**What the task asks:** Verbatim reproduction of the entries is required; images must be omitted.

[[ Excerpted records, beginning ]]

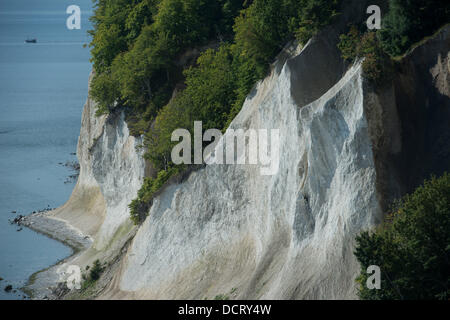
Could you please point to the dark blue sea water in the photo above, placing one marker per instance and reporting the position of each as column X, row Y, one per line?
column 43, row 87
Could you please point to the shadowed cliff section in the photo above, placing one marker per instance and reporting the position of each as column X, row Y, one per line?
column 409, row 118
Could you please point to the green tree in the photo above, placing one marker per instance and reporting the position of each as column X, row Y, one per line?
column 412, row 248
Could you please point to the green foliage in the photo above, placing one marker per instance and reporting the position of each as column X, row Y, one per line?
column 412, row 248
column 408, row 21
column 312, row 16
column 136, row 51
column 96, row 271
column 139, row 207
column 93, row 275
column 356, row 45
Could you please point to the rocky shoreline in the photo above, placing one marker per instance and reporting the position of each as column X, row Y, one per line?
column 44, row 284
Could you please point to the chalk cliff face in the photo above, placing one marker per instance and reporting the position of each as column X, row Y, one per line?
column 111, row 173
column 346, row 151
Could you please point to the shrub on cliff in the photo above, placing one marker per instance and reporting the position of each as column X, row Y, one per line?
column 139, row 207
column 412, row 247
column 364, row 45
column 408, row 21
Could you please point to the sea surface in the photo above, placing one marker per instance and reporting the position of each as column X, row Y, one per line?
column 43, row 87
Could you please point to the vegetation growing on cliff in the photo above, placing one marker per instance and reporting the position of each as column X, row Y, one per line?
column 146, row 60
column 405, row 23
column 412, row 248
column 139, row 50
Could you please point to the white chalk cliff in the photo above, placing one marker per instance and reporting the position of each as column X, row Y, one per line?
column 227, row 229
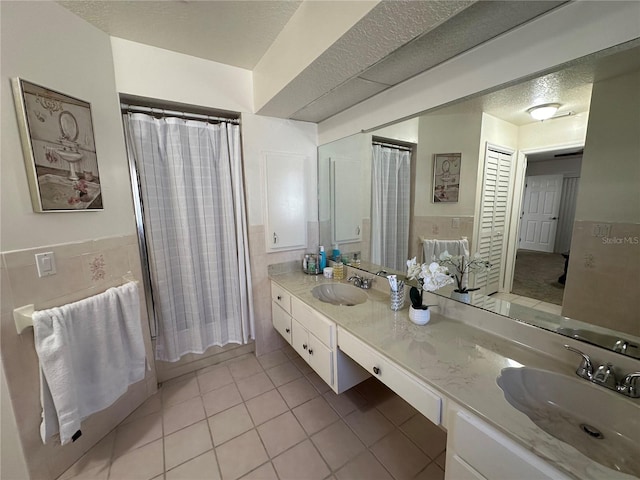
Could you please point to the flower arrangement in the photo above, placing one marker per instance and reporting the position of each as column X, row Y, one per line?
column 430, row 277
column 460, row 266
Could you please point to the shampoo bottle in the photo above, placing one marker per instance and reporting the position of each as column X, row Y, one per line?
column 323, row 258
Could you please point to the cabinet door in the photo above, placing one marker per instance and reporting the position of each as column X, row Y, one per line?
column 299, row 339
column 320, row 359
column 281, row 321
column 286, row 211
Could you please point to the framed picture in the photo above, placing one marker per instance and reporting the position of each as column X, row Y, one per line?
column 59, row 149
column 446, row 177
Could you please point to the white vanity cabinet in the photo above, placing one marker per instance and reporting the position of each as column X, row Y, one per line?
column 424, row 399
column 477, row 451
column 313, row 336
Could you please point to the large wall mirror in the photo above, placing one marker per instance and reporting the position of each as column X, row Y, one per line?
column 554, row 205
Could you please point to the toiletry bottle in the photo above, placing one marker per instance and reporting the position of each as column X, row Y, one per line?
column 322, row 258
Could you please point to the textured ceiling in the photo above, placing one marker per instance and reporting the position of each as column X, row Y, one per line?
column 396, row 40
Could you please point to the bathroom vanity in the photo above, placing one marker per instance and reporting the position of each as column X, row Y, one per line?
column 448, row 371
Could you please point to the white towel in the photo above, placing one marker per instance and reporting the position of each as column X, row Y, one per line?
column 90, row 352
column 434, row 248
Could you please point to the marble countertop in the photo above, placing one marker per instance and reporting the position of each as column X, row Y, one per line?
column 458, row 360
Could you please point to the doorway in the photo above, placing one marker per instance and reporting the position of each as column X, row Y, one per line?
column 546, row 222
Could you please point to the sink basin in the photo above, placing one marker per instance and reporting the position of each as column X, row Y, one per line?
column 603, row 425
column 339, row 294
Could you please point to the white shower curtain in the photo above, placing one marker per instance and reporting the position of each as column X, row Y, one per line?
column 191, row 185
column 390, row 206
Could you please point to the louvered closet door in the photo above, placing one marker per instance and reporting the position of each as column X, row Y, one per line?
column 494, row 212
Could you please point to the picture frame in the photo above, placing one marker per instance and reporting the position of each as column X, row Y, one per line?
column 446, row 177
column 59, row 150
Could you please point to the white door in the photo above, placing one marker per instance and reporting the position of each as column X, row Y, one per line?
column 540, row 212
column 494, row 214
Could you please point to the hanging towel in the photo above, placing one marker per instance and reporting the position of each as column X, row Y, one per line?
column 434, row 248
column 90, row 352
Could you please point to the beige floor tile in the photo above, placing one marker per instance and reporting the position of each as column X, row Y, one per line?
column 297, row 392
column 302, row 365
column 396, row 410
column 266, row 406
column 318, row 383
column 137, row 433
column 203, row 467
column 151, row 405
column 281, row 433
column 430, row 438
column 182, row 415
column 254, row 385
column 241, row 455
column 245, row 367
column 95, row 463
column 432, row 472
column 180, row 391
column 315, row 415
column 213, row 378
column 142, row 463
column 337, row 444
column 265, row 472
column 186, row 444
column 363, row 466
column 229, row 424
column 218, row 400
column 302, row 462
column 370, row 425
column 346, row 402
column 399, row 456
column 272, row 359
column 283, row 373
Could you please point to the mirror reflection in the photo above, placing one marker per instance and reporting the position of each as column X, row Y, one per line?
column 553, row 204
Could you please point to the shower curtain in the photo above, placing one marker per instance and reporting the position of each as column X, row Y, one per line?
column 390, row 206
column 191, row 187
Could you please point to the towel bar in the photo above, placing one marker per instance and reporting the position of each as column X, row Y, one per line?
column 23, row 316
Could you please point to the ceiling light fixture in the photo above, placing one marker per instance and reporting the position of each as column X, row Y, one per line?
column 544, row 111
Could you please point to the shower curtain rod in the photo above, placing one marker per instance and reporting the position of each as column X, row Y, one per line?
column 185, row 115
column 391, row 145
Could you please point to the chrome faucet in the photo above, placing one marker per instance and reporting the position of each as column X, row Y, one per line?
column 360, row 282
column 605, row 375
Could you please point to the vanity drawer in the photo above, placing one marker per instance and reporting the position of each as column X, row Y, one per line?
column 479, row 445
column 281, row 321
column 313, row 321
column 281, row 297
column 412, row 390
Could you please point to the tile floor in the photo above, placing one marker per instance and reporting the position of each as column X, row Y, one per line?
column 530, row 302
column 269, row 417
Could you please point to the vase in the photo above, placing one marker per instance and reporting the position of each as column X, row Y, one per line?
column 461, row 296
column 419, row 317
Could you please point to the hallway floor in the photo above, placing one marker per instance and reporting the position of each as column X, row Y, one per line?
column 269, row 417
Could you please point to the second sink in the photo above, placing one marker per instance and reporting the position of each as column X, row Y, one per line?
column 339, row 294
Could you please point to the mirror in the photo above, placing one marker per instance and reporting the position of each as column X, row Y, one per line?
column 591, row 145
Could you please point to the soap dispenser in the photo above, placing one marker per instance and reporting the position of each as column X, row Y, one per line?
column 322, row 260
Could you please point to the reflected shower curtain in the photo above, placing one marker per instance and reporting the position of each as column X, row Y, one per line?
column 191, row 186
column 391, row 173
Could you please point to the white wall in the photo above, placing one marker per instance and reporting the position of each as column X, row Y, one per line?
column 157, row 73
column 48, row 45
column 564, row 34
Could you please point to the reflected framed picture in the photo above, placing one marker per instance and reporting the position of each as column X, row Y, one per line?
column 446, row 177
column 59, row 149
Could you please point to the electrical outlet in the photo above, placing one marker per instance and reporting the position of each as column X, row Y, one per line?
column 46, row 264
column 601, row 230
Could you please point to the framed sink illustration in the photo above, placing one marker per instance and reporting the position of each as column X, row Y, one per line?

[[ Excerpted records, end ]]

**Task solution:**
Could you please point to the dark blue sea water in the photo above, placing one marker per instance and reporting the position of each as column X, row Y, one per line?
column 43, row 87
Could you please point to the shadowed cliff section in the photo above, placing one marker per instance and reporting the position of each as column X, row Y, one per line?
column 409, row 118
Could you please point to the green tree in the photo above, placing one marker per instance and reporting the position of each as column X, row Y, one per line?
column 412, row 248
Could you please point to the green foliage in the photo above, placing one marker per instance and reporting the position of each as column X, row Y, one per line?
column 412, row 248
column 408, row 21
column 312, row 16
column 136, row 51
column 96, row 271
column 139, row 207
column 93, row 275
column 356, row 45
Could you please point to the rocky shoreline in the photo above, placing one marker per instance and reporting the position of each as column X, row Y, one per line?
column 44, row 284
Could you please point to the chalk cliff face in the photo above, placing one marker per instance and reporting the position of each as column X, row Y, one per line?
column 111, row 173
column 346, row 151
Could you please point to the shrub on cliff in the photo above, placing one marker per instance and reporting the position of each as column X, row Y, one per line?
column 139, row 207
column 412, row 247
column 364, row 45
column 408, row 21
Could you please point to the sea surface in the photo above, placing one marker per instance and reporting the position of each as column X, row Y, one per line?
column 43, row 87
Could you please point to the vegetation growing on cliff in the photo above, placing one marker per instance and reporting the position of each as column X, row Y, one per line?
column 146, row 60
column 405, row 23
column 412, row 248
column 139, row 50
Could you please point to the white chalk cliff in the photo above, placing one marker per instance and reporting the position of each as column X, row Y, one per line?
column 227, row 229
Could you please point to the flower arrangement in the photo above, placing one marker per instance and reporting the position of each as column X, row Y, one per line?
column 430, row 277
column 460, row 266
Could you please point to the shampoo bottle in the photo above, placing one marker per instance and reporting the position of each as column X, row Y, one per line?
column 323, row 258
Could you please point to the cabinet door in the photo above, placing one marker per instance and reporting the position of each as column X, row Y, one per line?
column 299, row 339
column 320, row 359
column 281, row 321
column 286, row 211
Could you please point to the framed picture in the photo above, placing one marker per instance and reporting the position of each as column X, row Y, one per line?
column 59, row 149
column 446, row 177
Could you please point to the white vanity cabinet in the photo above, placing one marker per instance and reporting the position of each as column X, row Y, one per line?
column 424, row 399
column 477, row 451
column 313, row 336
Could you please point to the large wall mirror in the photo above, placing one marker per instance and reporting the position of each as column X, row Y, one per line?
column 554, row 205
Could you please point to the toiletry bottle in the photo above, placing one marker per instance and reporting the position of each as column X, row Y, one per line?
column 322, row 258
Could you please point to the textured ceiling in the photo above, placing one marker per instance and reporting the position of each as column X, row Y, one per line?
column 396, row 40
Could you please point to the bathroom vanity in the photo above, placing one marker per instance and reporting the position of each as column X, row Y, one per line?
column 448, row 371
Could you please point to the white towel in the photo above, placing one marker per instance and reporting the position of each as column X, row Y, one per line?
column 90, row 352
column 434, row 248
Could you please point to the marble countertop in the photo above, placing one marker per instance and reporting the position of each as column X, row Y, one per line?
column 458, row 360
Could you please point to the doorway in the photo above, placing one marker per instance and reporting the position of each as column X, row Y, one per line?
column 546, row 222
Could you please point to the sink basin in the photo above, placing one marker per instance and reporting the position of each as column X, row Y, one per line?
column 603, row 425
column 339, row 294
Could you please point to the white shower curtain in the photo above, placing one marker per instance and reporting the position of each as column X, row Y, one per line?
column 191, row 185
column 390, row 206
Could you please point to the louvered closet door in the photo above, placing one marker per instance and reporting the position of each as column X, row Y, one per line?
column 494, row 212
Could you please point to the picture frame in the photo above, placing one marker per instance and reporting the position of each as column X, row Y, one per line?
column 446, row 177
column 59, row 150
Could you please point to the white door in the photo above, placing one marker per instance and reporting the position of each as column X, row Y, one per line?
column 540, row 212
column 494, row 214
Could you please point to the hanging towel in the photo above, placing one marker per instance and reporting the position of each as column X, row Y, one per line?
column 434, row 248
column 90, row 352
Could you please point to the beige floor tile in the photo above, placing one marker per instance and reporting the position of each as column X, row Y, one per line?
column 297, row 392
column 302, row 365
column 396, row 410
column 266, row 406
column 318, row 383
column 137, row 433
column 203, row 467
column 151, row 405
column 281, row 433
column 430, row 438
column 182, row 415
column 254, row 385
column 241, row 455
column 245, row 367
column 95, row 463
column 432, row 472
column 180, row 391
column 315, row 415
column 213, row 378
column 142, row 463
column 337, row 444
column 265, row 472
column 186, row 444
column 363, row 466
column 229, row 424
column 218, row 400
column 302, row 462
column 370, row 425
column 346, row 402
column 399, row 456
column 272, row 359
column 283, row 373
Could you please point to the mirror reflection in the photo above, placing one marker per instance and reporting the position of each as column X, row Y, one per line?
column 553, row 204
Could you please point to the shower curtain in the photo above, placing one marker per instance and reporting the position of each as column X, row Y, one per line?
column 390, row 206
column 191, row 187
Could you please point to the towel bar in the photo above, placing one marker per instance and reporting the position of each as column X, row Y, one per line?
column 23, row 316
Could you please point to the ceiling light fixture in the photo above, placing one marker per instance and reporting the position of each as column X, row Y, one per line?
column 544, row 111
Could you please point to the shower curtain rod in the photo above, placing one marker per instance and reporting the position of each as column X, row Y, one per line?
column 185, row 115
column 391, row 145
Could you please point to the chrome faucet in the photo above, placing one marker per instance and reporting the position of each as column X, row Y, one per line?
column 360, row 282
column 605, row 375
Could you please point to the vanity drawer in the photo above, placing one marker per instance and reporting the position of each as column X, row Y, one per line?
column 479, row 445
column 281, row 321
column 313, row 321
column 281, row 297
column 412, row 390
Could you please point to the tile floor in the photo above, placing one marker per instance and reporting the position of each as column X, row Y, one per line?
column 530, row 302
column 269, row 417
Could you please point to the vase in the photo above, placing one marker per instance and reporting the position of each as column X, row Y, one per line?
column 461, row 296
column 419, row 317
Could you please point to the hallway floor in the photo above, placing one marker per instance and reporting the position of each as column X, row Y, one per line?
column 269, row 417
Could you please point to the second sink in the photo above, placing one marker per instance and reporting the position of each as column X, row Y, one per line?
column 339, row 294
Could you please point to the mirror in the photo above, placing one marker per instance and reporting the position of each as column X, row Y, one per line?
column 591, row 145
Could you please point to the soap dispenser in the photo above, placing one marker per instance and reporting the position of each as column X, row Y, one per line?
column 322, row 260
Could you please point to the reflected shower curtain in the photo above, placing one marker per instance and reporting the position of each as column X, row Y, one per line?
column 191, row 186
column 391, row 173
Could you please point to the white wall in the photo above, placing one marker per instance and reporting the position of each as column X, row Y, one per line?
column 157, row 73
column 48, row 45
column 564, row 34
Could you please point to the reflected framed picture in the photo above, placing one marker per instance and reporting the position of each as column X, row Y, one per line?
column 446, row 177
column 59, row 149
Could you please point to the electrical outlet in the photo above, placing one marker per instance and reporting the position of each as column X, row Y, one per line?
column 46, row 264
column 601, row 230
Could you please point to the framed sink illustration in the photo above, placing one marker per instance and reporting the position of each as column X, row Y, one per line?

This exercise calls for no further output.